▶ **Attività**:
Come si riscrive il tratto da "Doveva andare così perché" fino a "finali di Champions." del brano sulla Champions mettendo "melodia" al posto di "musichetta"?

▶ **Brano fornito**:

--------------------------------------------------

Bentornata cara Champions. 
Eppure ci siamo lasciati solo pochi mesi fa in un clima surreale, colmo di paura e preoccupazione. Ci siamo salutati in uno stadio portoghese, il "Da Luz" di Lisbona, con la coppa mostrata con orgoglio ai seggiolini tristi di uno stadio deserto. È andata così, doveva andare così. 
Doveva andare così perché la salute rappresenta una priorità al netto di un'emozione che assume la forma sferica che rotola sull'erba di un campo di calcio. Quel pallone, su quel prato, con quella musichetta che fa impazzire i bambini che sognano ad occhi aperti di essere i futuri protagonisti delle prossime finali di Champions. 
Eppure doveva andare così. Ma il mondo è andato avanti e continua a farlo nonostante le difficoltà. La salute degli atleti, nonostante qualche caso di positività ai test per il covid19, viene comunque tutelata da un protocollo rigido e dalle norme stilate per la prevenzione del contagio.

--------------------------------------------------

▶ **Voci elencate**:
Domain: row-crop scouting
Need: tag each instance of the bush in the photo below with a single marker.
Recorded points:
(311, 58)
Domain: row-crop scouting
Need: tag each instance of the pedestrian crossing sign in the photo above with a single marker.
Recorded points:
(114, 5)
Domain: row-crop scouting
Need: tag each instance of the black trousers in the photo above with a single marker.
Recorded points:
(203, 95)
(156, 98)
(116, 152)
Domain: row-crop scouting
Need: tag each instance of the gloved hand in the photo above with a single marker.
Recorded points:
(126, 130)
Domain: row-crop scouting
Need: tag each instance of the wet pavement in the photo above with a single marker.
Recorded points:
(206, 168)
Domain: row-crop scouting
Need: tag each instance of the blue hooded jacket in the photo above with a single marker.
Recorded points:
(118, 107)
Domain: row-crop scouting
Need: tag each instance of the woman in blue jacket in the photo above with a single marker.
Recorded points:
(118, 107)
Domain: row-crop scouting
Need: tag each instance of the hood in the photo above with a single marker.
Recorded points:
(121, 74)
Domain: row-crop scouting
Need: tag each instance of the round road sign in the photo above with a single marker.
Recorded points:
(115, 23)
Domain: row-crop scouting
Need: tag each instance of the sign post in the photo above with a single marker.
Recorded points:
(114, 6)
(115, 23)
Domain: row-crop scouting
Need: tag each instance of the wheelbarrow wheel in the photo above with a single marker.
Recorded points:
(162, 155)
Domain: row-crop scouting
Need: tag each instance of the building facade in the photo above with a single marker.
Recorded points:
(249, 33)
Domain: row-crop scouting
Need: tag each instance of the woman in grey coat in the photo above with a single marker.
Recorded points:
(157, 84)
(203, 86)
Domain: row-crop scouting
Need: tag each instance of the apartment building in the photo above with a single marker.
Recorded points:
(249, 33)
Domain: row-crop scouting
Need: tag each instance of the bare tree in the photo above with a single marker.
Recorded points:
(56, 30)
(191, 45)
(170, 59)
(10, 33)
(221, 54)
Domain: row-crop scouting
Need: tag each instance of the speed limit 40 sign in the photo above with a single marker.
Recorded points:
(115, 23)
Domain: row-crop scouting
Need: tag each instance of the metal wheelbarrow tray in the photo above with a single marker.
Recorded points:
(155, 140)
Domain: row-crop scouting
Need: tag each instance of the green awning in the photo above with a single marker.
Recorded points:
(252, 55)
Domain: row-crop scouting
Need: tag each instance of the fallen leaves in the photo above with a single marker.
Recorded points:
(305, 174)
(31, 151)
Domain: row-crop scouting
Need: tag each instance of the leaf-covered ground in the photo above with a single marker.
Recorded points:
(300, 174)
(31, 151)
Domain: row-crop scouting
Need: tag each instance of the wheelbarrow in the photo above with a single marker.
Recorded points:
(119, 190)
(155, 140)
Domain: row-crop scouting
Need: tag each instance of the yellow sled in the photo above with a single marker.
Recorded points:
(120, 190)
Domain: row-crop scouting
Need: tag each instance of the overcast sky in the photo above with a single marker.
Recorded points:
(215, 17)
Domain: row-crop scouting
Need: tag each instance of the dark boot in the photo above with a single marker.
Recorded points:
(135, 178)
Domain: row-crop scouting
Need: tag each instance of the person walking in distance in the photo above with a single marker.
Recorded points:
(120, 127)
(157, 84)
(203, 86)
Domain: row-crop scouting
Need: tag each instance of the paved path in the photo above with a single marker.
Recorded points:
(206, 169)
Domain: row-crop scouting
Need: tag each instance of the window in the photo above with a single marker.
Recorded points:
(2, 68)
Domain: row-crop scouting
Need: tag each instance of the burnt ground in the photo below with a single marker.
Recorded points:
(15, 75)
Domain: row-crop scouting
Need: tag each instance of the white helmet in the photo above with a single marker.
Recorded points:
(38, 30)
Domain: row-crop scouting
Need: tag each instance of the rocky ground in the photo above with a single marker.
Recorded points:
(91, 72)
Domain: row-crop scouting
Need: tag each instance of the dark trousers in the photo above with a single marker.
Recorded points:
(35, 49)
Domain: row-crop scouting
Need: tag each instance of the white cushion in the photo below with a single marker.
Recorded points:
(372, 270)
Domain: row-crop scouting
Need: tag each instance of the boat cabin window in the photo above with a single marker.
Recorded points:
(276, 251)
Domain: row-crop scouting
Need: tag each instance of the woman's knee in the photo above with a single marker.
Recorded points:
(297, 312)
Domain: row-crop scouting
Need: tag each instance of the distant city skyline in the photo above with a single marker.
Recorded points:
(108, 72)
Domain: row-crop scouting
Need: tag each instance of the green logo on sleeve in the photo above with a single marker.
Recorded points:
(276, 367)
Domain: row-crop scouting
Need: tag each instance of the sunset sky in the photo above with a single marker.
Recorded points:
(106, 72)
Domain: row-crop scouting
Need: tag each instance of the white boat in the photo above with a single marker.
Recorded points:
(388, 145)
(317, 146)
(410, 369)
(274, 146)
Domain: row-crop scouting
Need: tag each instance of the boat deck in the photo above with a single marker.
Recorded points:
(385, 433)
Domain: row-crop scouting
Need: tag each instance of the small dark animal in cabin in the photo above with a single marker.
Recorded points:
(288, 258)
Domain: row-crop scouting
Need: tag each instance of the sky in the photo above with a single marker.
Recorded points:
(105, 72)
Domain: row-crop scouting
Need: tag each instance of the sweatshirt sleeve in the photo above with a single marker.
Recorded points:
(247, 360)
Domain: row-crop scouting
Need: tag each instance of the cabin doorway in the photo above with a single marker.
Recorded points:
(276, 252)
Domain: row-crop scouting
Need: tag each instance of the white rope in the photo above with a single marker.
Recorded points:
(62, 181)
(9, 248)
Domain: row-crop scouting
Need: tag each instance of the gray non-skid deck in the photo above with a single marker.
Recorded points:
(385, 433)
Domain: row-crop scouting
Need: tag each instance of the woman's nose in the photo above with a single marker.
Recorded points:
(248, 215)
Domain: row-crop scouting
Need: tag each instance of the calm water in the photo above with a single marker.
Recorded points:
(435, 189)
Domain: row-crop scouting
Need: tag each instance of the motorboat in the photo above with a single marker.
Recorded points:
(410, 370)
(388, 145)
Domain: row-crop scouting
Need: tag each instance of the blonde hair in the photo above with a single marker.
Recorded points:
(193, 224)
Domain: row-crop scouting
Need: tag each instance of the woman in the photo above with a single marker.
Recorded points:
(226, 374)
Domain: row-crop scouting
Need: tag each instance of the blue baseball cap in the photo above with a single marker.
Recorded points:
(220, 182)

--------------------------------------------------

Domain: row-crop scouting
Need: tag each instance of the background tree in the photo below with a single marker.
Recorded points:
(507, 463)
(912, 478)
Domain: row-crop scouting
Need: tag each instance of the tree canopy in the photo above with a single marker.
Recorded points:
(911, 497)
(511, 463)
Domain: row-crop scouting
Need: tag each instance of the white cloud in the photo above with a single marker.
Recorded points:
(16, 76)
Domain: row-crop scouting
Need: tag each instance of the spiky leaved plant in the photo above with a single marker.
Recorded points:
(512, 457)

--------------------------------------------------

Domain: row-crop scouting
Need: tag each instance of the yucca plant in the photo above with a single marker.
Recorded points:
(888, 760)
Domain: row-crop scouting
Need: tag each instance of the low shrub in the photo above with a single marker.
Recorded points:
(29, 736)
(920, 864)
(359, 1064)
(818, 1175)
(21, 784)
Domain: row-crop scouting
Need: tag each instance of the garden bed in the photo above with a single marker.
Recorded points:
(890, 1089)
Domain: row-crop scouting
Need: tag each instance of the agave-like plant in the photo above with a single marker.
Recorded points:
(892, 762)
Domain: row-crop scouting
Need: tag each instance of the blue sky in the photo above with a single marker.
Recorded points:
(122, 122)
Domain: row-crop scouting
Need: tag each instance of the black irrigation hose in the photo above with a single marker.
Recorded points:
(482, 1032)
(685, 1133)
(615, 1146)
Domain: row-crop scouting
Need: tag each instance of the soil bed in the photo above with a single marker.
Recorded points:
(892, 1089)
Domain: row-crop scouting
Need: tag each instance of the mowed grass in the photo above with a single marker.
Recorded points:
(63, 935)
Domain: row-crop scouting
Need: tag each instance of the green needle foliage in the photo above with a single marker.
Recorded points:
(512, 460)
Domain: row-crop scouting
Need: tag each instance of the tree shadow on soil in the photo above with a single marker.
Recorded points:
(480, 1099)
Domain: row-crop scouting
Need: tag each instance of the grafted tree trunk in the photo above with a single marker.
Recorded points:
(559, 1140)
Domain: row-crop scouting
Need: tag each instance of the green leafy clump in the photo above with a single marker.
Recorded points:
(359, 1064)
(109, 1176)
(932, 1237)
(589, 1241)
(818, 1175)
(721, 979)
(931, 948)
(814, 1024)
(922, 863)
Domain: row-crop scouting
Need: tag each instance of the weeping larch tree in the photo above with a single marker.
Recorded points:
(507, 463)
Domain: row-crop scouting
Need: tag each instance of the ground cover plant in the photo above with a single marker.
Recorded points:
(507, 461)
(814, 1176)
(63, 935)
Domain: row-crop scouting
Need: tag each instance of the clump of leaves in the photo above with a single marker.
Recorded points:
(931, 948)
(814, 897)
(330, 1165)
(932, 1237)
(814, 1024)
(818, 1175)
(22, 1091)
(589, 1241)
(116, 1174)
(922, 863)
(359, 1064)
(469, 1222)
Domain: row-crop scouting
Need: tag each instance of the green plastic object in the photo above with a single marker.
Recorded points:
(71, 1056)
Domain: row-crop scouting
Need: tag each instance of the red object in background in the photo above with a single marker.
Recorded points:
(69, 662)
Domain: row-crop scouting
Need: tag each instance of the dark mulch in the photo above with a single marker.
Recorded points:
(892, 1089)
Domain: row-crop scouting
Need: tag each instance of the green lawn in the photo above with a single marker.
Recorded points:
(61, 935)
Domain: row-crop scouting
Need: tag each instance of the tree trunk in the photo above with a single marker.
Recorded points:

--------------------------------------------------

▶ **Soluzione**:
Doveva andare così perché la salute rappresenta una priorità al netto di un'emozione che assume la forma sferica che rotola sull'erba di un campo di calcio. Quel pallone, su quel prato, con quella melodia che fa impazzire i bambini che sognano ad occhi aperti di essere i futuri protagonisti delle prossime finali di Champions.